Objectives:
• a. Reproduce the passage of the Gaussian mixture models documentation starting with "There are basically" and going on through "(a class method).", substituting "placeholder" for "container".
• b. Name the classes that the Gaussian mixture models documentation says become available when the package is imported.
• c. Write the next portion of the Gaussian mixture models documentation, following on from its final sentence.

── Page excerpt ──

===================================================
Gaussian mixture models
===================================================

.. contents:: Tables of contents

EM is a package which enables to create Gaussian Mixture Models
(diagonal and full covariance matrices supported), to sample them, 
and to estimate them from data using Expectation Maximization algorithm.
It can also draw confidence ellipsoides for multivariate models, and 
compute the Bayesian Information Criterion to assess the number of
clusters in the data. In a near future, I hope to add so-called 
online EM (ie recursive EM) and variational Bayes implementation.

EM is implemented in python, and uses the excellent numpy and scipy
packages. Numpy is a python packages which gives python a fast 
multi-dimensional array capabilities (ala matlab and the likes); scipy
leverages numpy to build common scientific features for signal processing,
linear algebra, statistics, etc...

.. warning::

  The code in the `scikits.learn.em` submodule is not as mature as the 
  rest of the scikit and is prone to changing.
     


Basic usage
============

Once you are inside a python interpreter, you can import the package using the
follwing command::


    from scikits.learn import em


Creating, sampling and plotting a mixture
-----------------------------------------

Importing the package gives access to 3 classes: GM (for Gausssian Mixture),
GMM (Gaussian Mixture Model) and EM (for Expectation Maximization). The first
class GM can be used to create an artificial Gaussian Model, samples it, or
plot it. The following example show how to create a 2 dimension Gaussian Model
with 3 components, sample it and plot its confidence ellipsoids with
matplotlib:

.. literalinclude::  ../examples/em/basic_example1.py


which plots this figure:

.. image:: em_data/example1.png 
    :width: 500
    :height: 400

There are basically two ways to create a GM instance: either an empty one (eg
without mean, weights and covariances) by giving hyper parameters (dimension,
number of clusters, type of covariance matrices) during instanciation, or
giving all parameters using the class method GM.fromvalues. The first method is
mostly useful as a container for learning. There are also methods to create
random (but valid !) parameters for a Gaussian Mixture: this can be done by the
function method GM.generate_params (a class method).


Basic estimation of mixture parameters from data
------------------------------------------------

If you want to learn a Gaussian mixture from data with EM, you need to use two
classes from em: GMM and EM. You first create a GMM object from a GM instance;
then you can give the GMM object as a parameter to the EM class to compute
iterations of EM; once the EM has finished the computation, the GM instance of
GMM contains the computed parameters.

───
── Given data ──

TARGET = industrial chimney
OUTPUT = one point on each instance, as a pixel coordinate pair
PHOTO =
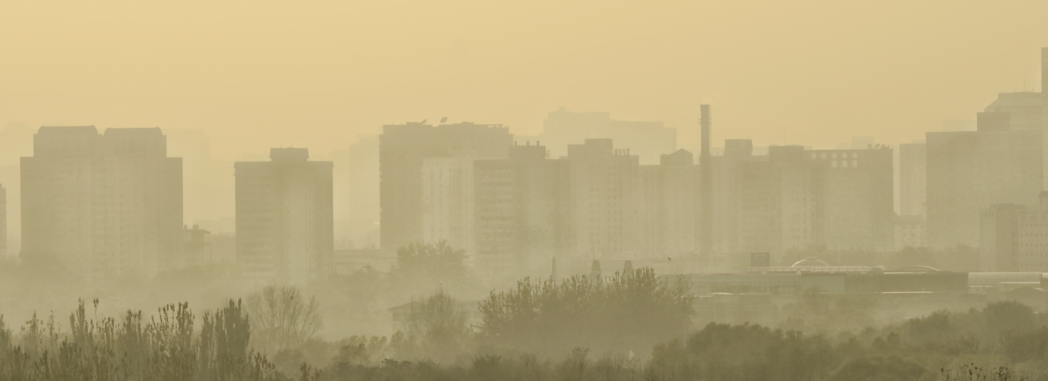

───

Task-by-task outputs:
• a.
There are basically two ways to create a GM instance: either an empty one (eg
without mean, weights and covariances) by giving hyper parameters (dimension,
number of clusters, type of covariance matrices) during instanciation, or
giving all parameters using the class method GM.fromvalues. The first method is
mostly useful as a placeholder for learning. There are also methods to create
random (but valid !) parameters for a Gaussian Mixture: this can be done by the
function method GM.generate_params (a class method).

• b. GM, GMM, EM

• c.
.. literalinclude::  ../auto_examples/em/basic_example2.py


GMM class do all the hard work for learning: it can compute the sufficient
statistics given the current state of the model, and update its parameters from
the sufficient statistics; the EM class uses a GMM instance to compute several
iterations. The idea is that you can implements a different mixture model and
uses the same EM class if you want (there are several optimized models for GMM,
which are subclasses of GMM).


Advanced topics
===============

Bayesian Information Criterion and automatic clustering
-------------------------------------------------------

The GMM class is also able to compute the bayesian information criterion (BIC),
which can be used to assess the number of clusters into the data.  It was first
suggested by Schwarz (see bibliography), who gave a Bayesian argument for
adopting the BIC. The BIC is derived from an approximation of the integrated
likelihood of the model, based on regularity assumptions.  The following code
generates an artificial mixture of 4 clusters, runs EM with models of 1 to 6
clusters, and prints which number of clusters is the most likely from the BIC:



.. literalinclude::  ../auto_examples/em/basic_example3.py


which plots this figure:

.. image:: em_data/Bic_example.png 
    :width: 500
    :height: 400

The above example also shows that you can control the plotting parameters by
using returned handles from plot methods. This can be useful for complex
drawing.

Examples 
=========

Using EM for pdf estimation
---------------------------

The following example uses the old faithful dataset and is available in the
example directory. It models the joint distribution (d(t), w(t+1)), where d(t)
is the duration time, and w(t+1) the waiting time for the next eruption. It
selects the best model using the BIC.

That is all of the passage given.